[[ Supplied records open ]]
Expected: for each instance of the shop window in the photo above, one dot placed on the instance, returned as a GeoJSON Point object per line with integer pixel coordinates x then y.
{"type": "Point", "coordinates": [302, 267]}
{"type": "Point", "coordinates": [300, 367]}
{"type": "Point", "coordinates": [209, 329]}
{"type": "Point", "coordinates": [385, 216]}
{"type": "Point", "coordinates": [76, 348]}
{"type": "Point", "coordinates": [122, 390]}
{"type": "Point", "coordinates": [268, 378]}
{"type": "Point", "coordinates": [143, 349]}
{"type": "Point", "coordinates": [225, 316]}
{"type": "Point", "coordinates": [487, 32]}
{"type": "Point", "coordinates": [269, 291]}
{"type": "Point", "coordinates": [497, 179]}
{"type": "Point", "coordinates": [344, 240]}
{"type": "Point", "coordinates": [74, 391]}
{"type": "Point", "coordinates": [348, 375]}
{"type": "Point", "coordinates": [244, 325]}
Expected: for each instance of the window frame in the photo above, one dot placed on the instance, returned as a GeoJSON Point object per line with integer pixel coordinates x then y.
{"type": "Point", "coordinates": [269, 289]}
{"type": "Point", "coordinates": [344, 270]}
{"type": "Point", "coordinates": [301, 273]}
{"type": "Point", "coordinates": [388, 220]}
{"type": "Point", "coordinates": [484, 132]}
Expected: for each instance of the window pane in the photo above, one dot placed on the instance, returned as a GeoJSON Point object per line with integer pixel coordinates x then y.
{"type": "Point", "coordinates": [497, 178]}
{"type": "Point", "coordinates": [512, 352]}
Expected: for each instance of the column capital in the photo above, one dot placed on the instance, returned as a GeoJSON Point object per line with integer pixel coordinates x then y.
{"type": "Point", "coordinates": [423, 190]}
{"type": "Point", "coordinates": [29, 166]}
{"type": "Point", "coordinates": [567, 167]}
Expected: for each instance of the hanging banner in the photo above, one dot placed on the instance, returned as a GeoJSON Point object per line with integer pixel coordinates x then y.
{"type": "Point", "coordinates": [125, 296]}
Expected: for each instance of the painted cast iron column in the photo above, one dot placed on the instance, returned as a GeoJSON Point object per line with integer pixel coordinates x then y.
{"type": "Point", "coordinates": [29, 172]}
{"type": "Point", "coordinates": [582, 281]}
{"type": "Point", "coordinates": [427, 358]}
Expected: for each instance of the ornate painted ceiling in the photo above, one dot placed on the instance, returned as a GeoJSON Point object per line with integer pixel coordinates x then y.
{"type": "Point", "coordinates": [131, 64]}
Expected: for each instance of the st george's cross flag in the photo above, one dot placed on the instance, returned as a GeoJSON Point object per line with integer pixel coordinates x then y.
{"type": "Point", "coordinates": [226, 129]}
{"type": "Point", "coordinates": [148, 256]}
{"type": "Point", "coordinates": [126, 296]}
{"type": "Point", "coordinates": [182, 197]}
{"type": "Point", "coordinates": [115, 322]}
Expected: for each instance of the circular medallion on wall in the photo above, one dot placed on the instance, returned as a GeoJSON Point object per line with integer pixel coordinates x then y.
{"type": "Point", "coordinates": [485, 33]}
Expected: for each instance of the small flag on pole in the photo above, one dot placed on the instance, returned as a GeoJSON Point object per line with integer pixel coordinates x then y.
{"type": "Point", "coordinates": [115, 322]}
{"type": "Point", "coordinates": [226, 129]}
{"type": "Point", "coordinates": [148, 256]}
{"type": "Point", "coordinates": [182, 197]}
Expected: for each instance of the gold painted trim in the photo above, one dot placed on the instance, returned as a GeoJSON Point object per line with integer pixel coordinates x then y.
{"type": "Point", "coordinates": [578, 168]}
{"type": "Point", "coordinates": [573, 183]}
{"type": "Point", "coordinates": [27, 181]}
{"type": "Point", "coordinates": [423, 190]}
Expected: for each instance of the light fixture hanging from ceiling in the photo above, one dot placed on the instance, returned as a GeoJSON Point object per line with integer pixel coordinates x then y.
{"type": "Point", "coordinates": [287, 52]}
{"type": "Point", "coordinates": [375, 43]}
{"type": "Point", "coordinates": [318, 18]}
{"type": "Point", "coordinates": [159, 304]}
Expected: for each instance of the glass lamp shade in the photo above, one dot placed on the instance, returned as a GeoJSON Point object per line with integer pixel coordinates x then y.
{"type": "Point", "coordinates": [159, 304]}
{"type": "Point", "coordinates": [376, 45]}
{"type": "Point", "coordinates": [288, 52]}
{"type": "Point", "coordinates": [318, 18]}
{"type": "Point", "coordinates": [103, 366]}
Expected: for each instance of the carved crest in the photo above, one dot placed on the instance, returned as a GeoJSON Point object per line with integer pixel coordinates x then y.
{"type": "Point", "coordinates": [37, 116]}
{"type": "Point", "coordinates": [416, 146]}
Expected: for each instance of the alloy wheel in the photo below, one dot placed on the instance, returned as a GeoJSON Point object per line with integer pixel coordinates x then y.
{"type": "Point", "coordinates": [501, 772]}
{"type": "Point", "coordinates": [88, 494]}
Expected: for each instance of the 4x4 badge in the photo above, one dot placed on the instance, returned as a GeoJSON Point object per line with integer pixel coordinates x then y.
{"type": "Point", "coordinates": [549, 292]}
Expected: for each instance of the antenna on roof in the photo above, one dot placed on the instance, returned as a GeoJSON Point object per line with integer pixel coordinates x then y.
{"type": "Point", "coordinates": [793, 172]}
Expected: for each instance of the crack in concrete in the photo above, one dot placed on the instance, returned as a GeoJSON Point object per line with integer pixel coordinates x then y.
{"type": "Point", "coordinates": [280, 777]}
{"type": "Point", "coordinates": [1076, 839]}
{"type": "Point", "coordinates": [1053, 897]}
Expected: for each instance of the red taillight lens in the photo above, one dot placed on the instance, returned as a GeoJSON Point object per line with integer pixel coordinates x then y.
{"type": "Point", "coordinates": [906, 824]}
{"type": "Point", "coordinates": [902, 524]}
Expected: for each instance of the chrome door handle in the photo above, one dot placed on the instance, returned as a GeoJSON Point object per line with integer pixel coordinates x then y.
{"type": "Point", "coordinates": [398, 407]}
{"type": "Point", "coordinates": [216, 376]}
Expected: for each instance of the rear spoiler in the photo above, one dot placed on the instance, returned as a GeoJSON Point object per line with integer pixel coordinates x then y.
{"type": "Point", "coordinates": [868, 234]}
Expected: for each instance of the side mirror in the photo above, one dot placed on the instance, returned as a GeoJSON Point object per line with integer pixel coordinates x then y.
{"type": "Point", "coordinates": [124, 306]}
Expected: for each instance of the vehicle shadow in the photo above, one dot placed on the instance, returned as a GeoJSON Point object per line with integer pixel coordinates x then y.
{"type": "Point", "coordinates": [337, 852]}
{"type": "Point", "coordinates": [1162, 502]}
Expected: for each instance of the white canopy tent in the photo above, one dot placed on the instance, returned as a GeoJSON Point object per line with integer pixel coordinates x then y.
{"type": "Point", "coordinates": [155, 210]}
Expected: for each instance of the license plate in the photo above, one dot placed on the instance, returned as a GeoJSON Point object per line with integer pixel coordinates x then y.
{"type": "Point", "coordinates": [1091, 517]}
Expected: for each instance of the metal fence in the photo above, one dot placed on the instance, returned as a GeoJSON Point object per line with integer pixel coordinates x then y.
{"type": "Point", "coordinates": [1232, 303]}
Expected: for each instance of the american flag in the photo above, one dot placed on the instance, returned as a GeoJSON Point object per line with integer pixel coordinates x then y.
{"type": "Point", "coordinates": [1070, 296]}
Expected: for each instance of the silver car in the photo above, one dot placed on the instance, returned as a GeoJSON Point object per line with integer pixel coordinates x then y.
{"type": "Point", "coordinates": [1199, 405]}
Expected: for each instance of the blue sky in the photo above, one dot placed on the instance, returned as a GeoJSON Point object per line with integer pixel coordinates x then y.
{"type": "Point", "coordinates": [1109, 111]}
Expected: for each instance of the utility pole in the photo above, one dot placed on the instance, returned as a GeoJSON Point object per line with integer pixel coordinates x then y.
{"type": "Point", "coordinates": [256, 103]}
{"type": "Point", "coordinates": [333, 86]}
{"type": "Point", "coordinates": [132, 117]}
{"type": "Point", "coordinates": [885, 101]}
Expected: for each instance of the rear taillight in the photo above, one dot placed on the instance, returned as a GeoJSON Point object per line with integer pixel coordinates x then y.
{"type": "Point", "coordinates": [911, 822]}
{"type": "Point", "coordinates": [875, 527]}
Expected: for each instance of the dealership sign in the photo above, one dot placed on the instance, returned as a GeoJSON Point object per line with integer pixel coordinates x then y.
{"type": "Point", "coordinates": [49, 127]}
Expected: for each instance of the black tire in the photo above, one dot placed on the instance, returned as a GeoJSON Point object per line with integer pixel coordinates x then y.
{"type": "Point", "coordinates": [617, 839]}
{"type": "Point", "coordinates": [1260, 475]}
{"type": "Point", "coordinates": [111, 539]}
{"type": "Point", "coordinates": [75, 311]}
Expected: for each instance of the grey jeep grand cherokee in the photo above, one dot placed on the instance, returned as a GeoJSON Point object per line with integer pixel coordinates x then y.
[[ Supplied records closed ]]
Exercise instructions - Produce an exact repeat of the lines from the one containing "Expected: for each instance of the black" through the last line of the data, and nothing more.

Output for this exercise -
Expected: for each instance of the black tire in the photo above, one dot placed on the instance, returned as a GeoJSON Point object per line with integer pixel coordinates x then y.
{"type": "Point", "coordinates": [617, 839]}
{"type": "Point", "coordinates": [1260, 475]}
{"type": "Point", "coordinates": [111, 539]}
{"type": "Point", "coordinates": [75, 311]}
Expected: for each instance of the grey jeep grand cherokee in the photo above, one dot placed on the instance, returned as a GeoJSON Point object per line with integer pixel coordinates x then y.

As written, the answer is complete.